**Exercise objective**.
Starting at the beginning of the records and ending at the line that contains "<point>278,480</point>", rewrite those lines with "support column" changed to "support pillar" and everything else left as it is.

Point labeling records
|---|
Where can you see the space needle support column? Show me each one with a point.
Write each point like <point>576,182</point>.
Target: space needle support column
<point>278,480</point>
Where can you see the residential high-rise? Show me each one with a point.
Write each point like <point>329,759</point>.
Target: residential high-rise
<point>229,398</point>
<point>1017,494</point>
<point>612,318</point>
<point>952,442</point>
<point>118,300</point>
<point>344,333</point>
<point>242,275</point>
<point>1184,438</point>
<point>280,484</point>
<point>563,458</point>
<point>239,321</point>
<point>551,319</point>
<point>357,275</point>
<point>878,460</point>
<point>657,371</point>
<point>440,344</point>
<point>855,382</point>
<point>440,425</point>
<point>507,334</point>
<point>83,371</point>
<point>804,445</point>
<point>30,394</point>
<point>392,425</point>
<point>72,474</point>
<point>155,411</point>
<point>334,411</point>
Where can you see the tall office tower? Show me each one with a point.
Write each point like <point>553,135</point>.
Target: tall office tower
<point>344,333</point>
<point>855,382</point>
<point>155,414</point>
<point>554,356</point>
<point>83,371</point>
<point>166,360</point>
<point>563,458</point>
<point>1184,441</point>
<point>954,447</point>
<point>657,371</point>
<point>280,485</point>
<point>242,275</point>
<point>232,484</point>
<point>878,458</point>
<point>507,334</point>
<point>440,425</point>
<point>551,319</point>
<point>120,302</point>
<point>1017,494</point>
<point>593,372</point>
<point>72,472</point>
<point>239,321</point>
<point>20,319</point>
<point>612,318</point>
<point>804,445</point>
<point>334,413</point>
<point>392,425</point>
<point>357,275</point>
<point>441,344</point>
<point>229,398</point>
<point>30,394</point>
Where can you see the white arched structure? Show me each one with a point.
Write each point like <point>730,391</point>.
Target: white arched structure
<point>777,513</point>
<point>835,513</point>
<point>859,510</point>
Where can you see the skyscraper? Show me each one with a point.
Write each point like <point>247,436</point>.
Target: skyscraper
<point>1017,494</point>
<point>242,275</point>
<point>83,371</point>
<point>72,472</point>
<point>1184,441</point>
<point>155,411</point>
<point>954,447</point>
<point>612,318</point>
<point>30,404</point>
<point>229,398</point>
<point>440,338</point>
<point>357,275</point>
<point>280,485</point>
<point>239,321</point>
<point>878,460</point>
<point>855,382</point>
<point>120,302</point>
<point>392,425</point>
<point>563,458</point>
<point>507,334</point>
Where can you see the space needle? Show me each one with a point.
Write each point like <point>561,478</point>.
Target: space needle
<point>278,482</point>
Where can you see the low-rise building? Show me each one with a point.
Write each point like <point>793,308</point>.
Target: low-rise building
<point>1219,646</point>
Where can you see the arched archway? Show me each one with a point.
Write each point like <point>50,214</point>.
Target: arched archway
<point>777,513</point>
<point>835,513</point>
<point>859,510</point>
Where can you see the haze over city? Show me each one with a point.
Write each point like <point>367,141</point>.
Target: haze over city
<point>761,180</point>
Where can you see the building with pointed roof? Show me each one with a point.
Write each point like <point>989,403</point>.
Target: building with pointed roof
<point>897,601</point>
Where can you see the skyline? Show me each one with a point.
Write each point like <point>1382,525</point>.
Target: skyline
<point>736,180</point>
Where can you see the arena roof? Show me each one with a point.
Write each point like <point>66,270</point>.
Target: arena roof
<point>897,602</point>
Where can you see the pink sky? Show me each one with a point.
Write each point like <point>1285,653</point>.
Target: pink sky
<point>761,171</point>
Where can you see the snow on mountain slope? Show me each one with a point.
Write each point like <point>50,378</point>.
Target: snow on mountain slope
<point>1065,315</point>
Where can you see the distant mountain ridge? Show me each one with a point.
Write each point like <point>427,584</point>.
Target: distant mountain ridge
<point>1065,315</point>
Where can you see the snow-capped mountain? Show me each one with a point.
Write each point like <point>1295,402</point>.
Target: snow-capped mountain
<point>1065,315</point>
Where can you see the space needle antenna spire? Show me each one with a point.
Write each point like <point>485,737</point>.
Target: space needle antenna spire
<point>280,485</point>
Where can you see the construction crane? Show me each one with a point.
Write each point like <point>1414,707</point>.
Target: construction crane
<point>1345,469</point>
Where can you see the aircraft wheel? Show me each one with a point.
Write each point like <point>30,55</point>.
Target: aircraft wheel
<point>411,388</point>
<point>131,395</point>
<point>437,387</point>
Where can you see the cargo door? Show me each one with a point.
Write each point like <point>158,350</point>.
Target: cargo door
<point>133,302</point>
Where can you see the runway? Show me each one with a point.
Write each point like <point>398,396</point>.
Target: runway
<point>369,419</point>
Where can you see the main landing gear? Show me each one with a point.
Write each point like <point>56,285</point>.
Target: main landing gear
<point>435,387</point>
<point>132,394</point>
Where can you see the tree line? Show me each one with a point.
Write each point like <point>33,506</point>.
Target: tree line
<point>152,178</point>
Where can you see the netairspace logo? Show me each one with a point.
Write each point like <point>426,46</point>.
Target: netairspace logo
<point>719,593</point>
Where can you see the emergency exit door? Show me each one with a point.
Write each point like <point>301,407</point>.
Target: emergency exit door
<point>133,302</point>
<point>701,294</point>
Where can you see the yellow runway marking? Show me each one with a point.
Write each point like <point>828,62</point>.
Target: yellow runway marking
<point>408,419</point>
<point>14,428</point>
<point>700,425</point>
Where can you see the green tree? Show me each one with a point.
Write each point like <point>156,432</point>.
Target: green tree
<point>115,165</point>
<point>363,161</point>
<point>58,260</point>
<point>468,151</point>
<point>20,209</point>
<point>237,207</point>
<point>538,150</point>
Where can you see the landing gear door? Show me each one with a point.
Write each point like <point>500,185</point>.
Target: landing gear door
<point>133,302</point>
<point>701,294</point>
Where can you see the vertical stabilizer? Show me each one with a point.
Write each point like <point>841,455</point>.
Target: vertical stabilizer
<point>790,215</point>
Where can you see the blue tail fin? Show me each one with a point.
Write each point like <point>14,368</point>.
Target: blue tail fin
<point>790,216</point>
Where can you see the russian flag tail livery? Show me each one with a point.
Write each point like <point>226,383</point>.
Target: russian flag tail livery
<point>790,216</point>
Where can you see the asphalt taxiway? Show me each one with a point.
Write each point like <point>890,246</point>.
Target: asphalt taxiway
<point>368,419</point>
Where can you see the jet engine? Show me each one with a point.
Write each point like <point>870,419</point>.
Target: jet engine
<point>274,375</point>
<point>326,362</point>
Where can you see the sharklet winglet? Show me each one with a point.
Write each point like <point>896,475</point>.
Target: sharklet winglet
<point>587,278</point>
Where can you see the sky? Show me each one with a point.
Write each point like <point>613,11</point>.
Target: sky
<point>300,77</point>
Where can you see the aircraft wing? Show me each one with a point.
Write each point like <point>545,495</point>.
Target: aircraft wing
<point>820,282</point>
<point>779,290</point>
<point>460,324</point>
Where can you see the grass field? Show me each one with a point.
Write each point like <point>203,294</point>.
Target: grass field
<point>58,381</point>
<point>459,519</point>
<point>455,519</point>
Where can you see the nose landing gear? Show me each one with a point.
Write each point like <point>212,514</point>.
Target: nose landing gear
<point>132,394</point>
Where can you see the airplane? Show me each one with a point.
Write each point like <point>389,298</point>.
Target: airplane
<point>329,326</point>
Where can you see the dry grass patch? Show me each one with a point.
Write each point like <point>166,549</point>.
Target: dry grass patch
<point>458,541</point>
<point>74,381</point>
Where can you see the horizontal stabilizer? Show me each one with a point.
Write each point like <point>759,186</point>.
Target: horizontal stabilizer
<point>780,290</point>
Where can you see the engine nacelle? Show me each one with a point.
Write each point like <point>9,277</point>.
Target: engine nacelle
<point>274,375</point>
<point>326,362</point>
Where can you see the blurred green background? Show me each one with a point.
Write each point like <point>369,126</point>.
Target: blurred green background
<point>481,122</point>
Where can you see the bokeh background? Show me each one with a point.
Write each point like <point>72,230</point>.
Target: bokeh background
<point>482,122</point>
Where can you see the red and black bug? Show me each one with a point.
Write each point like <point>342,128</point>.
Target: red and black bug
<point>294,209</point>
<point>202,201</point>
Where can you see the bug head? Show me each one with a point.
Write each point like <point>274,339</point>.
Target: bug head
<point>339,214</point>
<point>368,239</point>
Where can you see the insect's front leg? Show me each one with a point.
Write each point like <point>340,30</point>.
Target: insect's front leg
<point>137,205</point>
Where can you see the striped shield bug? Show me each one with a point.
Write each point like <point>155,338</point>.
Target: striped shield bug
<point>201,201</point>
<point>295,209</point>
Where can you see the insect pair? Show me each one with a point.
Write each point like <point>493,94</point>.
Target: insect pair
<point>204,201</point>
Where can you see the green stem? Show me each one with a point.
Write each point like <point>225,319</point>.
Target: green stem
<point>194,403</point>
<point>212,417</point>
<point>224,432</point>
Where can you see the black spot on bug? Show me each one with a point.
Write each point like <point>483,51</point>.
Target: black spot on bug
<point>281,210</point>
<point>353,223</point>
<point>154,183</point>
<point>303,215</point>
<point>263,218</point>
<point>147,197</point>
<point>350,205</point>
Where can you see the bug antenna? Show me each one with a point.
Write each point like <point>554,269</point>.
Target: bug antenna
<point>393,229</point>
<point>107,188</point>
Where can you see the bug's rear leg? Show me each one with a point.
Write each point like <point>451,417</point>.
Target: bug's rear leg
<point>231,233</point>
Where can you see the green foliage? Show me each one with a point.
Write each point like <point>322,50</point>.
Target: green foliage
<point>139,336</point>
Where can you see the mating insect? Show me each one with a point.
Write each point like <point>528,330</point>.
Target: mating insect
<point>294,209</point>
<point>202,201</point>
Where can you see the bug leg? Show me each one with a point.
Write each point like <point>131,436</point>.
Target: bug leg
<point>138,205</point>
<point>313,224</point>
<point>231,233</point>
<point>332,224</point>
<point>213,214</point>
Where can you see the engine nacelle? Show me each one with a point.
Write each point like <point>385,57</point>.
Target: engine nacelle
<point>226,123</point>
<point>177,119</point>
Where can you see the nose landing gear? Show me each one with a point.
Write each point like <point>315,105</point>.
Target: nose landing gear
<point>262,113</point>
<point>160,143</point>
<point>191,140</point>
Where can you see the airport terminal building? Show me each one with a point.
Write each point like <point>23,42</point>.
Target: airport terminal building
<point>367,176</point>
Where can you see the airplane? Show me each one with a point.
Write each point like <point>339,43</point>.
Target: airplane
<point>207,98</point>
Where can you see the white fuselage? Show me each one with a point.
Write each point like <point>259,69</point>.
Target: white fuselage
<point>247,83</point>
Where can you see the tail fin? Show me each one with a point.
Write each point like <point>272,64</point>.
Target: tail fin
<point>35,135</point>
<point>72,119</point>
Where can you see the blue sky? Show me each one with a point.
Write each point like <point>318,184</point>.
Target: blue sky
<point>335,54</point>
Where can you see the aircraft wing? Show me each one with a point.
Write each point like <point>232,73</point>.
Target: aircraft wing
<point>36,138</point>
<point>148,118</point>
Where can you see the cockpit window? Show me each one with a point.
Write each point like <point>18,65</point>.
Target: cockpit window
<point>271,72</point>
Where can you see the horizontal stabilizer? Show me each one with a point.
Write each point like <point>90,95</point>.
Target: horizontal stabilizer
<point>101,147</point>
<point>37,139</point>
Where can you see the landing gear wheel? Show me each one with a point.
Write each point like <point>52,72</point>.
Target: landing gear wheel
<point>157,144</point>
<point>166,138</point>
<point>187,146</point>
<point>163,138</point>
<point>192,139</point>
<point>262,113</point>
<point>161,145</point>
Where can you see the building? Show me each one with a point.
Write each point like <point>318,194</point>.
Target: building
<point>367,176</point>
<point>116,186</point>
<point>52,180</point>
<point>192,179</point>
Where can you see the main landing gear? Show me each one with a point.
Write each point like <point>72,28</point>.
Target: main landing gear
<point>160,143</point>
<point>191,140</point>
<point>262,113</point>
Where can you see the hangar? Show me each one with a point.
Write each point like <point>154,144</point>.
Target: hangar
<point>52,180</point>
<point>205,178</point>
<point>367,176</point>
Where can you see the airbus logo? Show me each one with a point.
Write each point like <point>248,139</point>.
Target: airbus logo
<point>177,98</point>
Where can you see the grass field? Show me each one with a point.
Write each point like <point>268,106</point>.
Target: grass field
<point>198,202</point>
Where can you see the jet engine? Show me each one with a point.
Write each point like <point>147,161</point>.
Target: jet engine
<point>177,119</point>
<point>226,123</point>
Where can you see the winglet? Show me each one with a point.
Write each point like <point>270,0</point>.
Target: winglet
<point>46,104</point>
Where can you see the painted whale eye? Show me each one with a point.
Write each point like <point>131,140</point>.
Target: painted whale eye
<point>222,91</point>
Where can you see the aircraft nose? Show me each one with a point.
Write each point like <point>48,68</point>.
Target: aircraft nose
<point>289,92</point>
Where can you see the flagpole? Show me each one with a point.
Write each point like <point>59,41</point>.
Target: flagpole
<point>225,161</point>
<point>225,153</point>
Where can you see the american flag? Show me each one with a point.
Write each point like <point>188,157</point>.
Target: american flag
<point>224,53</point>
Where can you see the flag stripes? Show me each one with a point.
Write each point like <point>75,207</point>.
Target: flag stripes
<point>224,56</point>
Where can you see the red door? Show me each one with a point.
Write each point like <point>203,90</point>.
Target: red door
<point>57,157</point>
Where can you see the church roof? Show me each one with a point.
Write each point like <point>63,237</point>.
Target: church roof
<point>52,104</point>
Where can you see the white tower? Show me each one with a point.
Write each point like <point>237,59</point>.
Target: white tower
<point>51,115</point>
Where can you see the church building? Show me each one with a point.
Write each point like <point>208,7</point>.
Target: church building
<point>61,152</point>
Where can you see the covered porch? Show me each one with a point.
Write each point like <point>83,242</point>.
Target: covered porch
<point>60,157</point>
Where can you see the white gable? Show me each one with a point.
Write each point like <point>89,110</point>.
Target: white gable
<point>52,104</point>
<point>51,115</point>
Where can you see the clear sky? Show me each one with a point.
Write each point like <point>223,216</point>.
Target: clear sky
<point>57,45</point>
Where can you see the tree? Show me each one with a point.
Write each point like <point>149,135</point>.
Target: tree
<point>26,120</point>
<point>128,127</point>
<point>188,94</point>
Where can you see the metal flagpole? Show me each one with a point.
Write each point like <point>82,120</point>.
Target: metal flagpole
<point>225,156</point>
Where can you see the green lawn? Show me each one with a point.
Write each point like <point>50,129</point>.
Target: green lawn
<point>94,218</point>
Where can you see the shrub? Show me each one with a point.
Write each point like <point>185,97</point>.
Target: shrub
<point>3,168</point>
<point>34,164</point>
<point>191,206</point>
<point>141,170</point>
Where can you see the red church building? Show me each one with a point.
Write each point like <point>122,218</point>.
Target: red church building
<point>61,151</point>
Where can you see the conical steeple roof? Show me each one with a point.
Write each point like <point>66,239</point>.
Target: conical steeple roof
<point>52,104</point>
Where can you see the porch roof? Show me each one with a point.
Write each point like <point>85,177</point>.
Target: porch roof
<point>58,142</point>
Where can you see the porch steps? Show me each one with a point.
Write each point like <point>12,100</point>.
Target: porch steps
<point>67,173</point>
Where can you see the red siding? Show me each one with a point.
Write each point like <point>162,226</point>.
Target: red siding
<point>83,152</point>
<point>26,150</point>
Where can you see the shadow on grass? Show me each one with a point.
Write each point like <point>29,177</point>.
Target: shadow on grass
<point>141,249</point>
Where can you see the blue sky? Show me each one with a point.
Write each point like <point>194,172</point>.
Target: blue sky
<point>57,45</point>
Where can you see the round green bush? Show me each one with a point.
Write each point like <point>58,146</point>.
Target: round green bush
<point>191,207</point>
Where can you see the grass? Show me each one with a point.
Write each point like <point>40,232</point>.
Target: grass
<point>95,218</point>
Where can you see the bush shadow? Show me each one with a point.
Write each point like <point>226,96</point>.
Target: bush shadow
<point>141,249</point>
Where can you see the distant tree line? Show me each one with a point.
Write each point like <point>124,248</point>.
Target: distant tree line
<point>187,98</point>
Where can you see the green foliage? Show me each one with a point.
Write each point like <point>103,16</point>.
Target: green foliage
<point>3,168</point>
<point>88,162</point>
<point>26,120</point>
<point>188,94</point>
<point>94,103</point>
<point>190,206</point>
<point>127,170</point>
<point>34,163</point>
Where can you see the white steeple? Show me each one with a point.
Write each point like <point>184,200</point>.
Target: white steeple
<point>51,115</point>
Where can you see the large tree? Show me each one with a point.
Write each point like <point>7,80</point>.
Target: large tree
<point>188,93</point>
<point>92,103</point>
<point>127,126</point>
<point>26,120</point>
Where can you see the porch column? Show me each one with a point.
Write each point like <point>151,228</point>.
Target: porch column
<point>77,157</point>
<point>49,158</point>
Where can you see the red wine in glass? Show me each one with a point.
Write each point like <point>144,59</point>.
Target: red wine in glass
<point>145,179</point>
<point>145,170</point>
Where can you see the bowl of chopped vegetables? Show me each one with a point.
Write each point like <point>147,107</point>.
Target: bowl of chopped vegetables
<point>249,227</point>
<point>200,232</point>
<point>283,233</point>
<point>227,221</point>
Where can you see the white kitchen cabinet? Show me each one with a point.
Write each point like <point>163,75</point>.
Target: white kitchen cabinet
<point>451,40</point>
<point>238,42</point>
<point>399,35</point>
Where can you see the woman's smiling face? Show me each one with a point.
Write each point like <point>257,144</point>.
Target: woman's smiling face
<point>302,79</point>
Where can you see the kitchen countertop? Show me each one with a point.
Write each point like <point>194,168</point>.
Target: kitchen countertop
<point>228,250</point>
|---|
**Solution to this problem**.
Where can you see the space needle support pillar? Show me each one with a point.
Write each point like <point>576,182</point>.
Target: space needle support pillar
<point>278,480</point>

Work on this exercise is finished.